» Written instruction A
Reproduce the following passage on Dyson as a leadoff hitter word for word, in full.

But there’s a silver lining here – taken, of course, with a massive hypertension-inducing grain of salt. If you isolate Dyson’s numbers as a leadoff hitter last season, he was actually pretty solid. Here’s a comparison of his production hitting leadoff versus his production batting 9th, where he took the majority of his 2016 reps:
Granted, 114 leadoff plate appearances is a small sample size. I’ll also add that nearly all of this work came against righties, invoking his other considerably more dubious splits issue. But even so, a .360 OPB is nothing to scoff at. (Interestingly, he was a markedly more successful base stealer from the leadoff spot last season, though more likely than not that’s an aberration).
So to what can we attribute this discrepancy?
Perhaps pitchers are more afraid to walk him when he’s hitting leadoff. Perhaps he feels extra fired up and is looking to do some damage when given the opportunity to shine. Perhaps I’m reading way too much into all of this and need to go take a nap.
But one thing is certain – as an everyday leadoff man, Dyson is going to get plenty of pitches to hit. Opposing hurlers will not be interested in giving him a free pass to first with the heavy artillery of Cano, Cruz, and Seager waiting in the wings. It will be up to him to capitalize.
Fortunately, by all accounts he seems more than up for the challenge. When asked about the possibility of taking over as the full time Mariners leadoff hitter, his answer was decisive:
I’m all for that. I’ve been fighting for that for 10 years…If I’m gonna be at the top of that lineup, then I need to set the tone. I’m looking forward to doing that.

(Object pointing dataset rows)
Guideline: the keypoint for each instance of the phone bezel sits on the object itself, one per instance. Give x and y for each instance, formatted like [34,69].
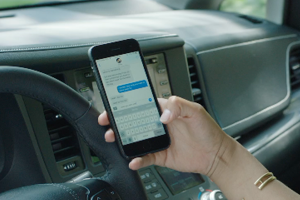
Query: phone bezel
[143,147]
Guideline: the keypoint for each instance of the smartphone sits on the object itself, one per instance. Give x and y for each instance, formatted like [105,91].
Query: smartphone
[129,98]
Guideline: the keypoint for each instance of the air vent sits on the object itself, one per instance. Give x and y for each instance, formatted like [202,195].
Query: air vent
[196,89]
[295,68]
[251,19]
[62,135]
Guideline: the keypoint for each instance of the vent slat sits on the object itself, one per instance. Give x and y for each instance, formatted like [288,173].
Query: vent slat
[61,139]
[195,84]
[62,135]
[295,68]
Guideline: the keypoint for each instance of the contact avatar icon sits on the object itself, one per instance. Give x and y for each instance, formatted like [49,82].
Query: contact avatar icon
[119,60]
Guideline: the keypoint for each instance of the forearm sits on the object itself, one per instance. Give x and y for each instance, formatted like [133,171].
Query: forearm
[236,170]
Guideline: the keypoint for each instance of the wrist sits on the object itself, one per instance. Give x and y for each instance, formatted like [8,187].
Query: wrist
[223,158]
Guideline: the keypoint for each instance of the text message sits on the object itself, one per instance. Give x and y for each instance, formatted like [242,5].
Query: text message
[132,86]
[117,75]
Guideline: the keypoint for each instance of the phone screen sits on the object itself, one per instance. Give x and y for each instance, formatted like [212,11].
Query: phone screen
[130,97]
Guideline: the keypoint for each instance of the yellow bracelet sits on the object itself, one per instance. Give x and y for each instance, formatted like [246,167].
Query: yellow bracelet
[264,180]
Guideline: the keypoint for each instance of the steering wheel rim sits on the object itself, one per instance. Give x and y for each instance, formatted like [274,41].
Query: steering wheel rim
[82,116]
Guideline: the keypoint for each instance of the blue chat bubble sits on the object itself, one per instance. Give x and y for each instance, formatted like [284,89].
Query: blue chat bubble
[132,86]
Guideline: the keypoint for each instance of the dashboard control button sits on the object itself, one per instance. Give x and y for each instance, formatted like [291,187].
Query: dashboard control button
[147,176]
[152,186]
[113,194]
[163,83]
[214,195]
[88,74]
[69,166]
[85,89]
[161,70]
[158,195]
[166,95]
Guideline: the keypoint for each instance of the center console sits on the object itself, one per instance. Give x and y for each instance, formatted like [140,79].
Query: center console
[159,183]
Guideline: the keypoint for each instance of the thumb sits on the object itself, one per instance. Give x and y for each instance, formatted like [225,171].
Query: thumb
[177,107]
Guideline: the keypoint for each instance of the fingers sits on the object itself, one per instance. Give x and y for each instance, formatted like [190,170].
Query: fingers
[103,119]
[176,107]
[109,136]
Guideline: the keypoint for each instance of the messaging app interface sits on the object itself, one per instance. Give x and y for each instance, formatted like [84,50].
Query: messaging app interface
[130,97]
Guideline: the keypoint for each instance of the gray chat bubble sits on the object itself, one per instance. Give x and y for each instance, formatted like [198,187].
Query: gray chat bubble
[117,75]
[118,99]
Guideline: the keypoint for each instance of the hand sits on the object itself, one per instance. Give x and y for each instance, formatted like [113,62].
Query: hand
[197,142]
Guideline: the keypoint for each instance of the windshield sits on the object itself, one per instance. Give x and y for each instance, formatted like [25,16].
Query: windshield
[24,3]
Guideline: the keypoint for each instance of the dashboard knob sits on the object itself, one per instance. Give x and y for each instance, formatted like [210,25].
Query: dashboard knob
[214,195]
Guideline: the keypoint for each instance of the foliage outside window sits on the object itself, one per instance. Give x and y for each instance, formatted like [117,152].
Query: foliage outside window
[248,7]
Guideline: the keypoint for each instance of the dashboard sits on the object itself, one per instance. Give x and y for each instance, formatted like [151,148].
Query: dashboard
[238,67]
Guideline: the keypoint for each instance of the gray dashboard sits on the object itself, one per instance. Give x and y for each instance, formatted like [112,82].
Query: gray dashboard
[236,66]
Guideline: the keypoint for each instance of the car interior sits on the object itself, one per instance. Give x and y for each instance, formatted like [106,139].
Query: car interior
[243,69]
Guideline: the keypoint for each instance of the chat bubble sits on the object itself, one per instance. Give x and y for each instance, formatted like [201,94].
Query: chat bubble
[118,99]
[117,75]
[132,86]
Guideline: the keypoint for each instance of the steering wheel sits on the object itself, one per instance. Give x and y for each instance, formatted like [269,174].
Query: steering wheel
[119,182]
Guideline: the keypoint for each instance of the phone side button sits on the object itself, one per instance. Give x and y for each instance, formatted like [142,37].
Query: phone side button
[147,146]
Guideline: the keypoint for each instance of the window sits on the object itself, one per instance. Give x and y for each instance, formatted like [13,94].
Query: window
[249,7]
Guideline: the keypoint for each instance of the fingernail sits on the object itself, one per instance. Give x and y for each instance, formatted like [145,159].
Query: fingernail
[165,116]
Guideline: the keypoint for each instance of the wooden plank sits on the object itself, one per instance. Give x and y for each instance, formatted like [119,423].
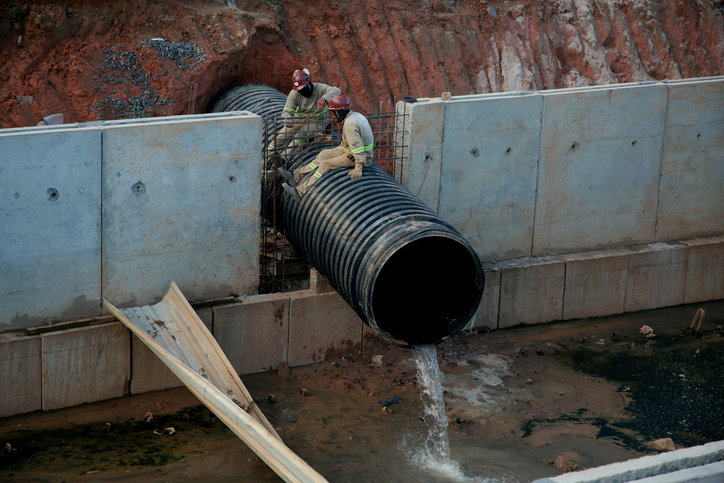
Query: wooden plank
[176,327]
[266,444]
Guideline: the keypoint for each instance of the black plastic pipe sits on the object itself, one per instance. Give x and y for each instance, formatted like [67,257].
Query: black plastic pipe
[406,272]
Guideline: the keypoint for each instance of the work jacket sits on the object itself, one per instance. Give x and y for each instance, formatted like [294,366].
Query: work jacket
[307,108]
[357,138]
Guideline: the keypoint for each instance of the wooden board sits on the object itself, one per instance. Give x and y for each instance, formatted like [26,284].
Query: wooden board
[173,331]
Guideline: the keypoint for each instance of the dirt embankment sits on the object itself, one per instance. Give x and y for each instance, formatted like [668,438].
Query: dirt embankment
[143,58]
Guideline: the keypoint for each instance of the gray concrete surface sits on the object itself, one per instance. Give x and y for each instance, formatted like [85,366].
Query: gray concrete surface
[691,196]
[119,209]
[489,172]
[50,225]
[653,468]
[180,203]
[613,166]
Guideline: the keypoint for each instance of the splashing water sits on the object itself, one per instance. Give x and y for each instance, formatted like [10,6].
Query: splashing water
[435,452]
[434,455]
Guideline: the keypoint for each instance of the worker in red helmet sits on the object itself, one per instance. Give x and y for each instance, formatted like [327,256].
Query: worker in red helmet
[305,112]
[355,151]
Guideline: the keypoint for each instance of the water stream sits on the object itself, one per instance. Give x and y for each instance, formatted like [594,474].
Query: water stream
[434,454]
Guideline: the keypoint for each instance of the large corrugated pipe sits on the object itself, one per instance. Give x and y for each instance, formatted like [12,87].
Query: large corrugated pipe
[405,271]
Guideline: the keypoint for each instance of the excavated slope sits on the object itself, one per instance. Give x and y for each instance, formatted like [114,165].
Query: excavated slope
[141,58]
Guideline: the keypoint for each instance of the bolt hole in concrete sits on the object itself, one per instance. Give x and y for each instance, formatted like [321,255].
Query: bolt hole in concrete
[595,390]
[138,188]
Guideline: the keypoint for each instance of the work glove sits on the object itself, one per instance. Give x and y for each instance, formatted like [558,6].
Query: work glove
[356,172]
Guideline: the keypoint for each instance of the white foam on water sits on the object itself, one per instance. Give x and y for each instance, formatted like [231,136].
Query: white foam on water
[434,454]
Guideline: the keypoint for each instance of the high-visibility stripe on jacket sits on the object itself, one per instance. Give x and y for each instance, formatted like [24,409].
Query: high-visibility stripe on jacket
[357,138]
[301,107]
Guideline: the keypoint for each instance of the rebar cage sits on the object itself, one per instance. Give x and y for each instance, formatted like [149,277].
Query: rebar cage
[281,267]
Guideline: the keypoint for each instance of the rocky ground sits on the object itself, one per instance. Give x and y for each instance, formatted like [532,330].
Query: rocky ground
[522,404]
[142,58]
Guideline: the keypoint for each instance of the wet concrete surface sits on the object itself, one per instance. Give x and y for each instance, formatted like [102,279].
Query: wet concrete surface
[580,394]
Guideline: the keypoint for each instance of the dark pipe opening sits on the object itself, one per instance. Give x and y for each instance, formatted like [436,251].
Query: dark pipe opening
[427,290]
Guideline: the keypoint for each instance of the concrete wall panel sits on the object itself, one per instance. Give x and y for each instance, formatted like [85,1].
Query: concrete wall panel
[254,334]
[321,326]
[85,365]
[599,168]
[20,375]
[421,171]
[692,173]
[180,203]
[148,372]
[705,270]
[489,170]
[50,230]
[656,277]
[531,291]
[487,316]
[595,283]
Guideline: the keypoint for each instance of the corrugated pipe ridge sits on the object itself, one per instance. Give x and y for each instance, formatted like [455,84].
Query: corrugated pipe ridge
[405,271]
[251,97]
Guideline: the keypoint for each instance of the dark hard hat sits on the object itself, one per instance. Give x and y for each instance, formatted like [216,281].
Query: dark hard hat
[300,78]
[339,102]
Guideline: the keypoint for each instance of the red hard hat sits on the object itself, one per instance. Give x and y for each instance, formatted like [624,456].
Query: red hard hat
[300,78]
[339,102]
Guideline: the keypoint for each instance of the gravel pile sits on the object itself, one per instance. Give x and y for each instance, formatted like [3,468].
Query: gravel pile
[123,67]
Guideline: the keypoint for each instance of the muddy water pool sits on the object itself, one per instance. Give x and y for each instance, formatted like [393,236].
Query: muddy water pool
[591,392]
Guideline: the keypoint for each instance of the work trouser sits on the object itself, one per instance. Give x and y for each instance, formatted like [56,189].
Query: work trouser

» Written instruction B
Pull out each line of the records above that contains the string "pile". Match case exactly.

» Full output A
But there’s a silver lining here – taken, of course, with a massive hypertension-inducing grain of salt. If you isolate Dyson’s numbers as a leadoff hitter last season, he was actually pretty solid. Here’s a comparison of his production hitting leadoff versus his production batting 9th, where he took the majority of his 2016 reps:
Granted, 114 leadoff plate appearances is a small sample size. I’ll also add that nearly all of this work came against righties, invoking his other considerably more dubious splits issue. But even so, a .360 OPB is nothing to scoff at. (Interestingly, he was a markedly more successful base stealer from the leadoff spot last season, though more likely than not that’s an aberration).
So to what can we attribute this discrepancy?
Perhaps pitchers are more afraid to walk him when he’s hitting leadoff. Perhaps he feels extra fired up and is looking to do some damage when given the opportunity to shine. Perhaps I’m reading way too much into all of this and need to go take a nap.
But one thing is certain – as an everyday leadoff man, Dyson is going to get plenty of pitches to hit. Opposing hurlers will not be interested in giving him a free pass to first with the heavy artillery of Cano, Cruz, and Seager waiting in the wings. It will be up to him to capitalize.
Fortunately, by all accounts he seems more than up for the challenge. When asked about the possibility of taking over as the full time Mariners leadoff hitter, his answer was decisive:
I’m all for that. I’ve been fighting for that for 10 years…If I’m gonna be at the top of that lineup, then I need to set the tone. I’m looking forward to doing that.

» Full output B
Guideline: the keypoint for each instance of the gravel pile sits on the object itself, one per instance. Give x and y for each instance, formatted like [3,468].
Query: gravel pile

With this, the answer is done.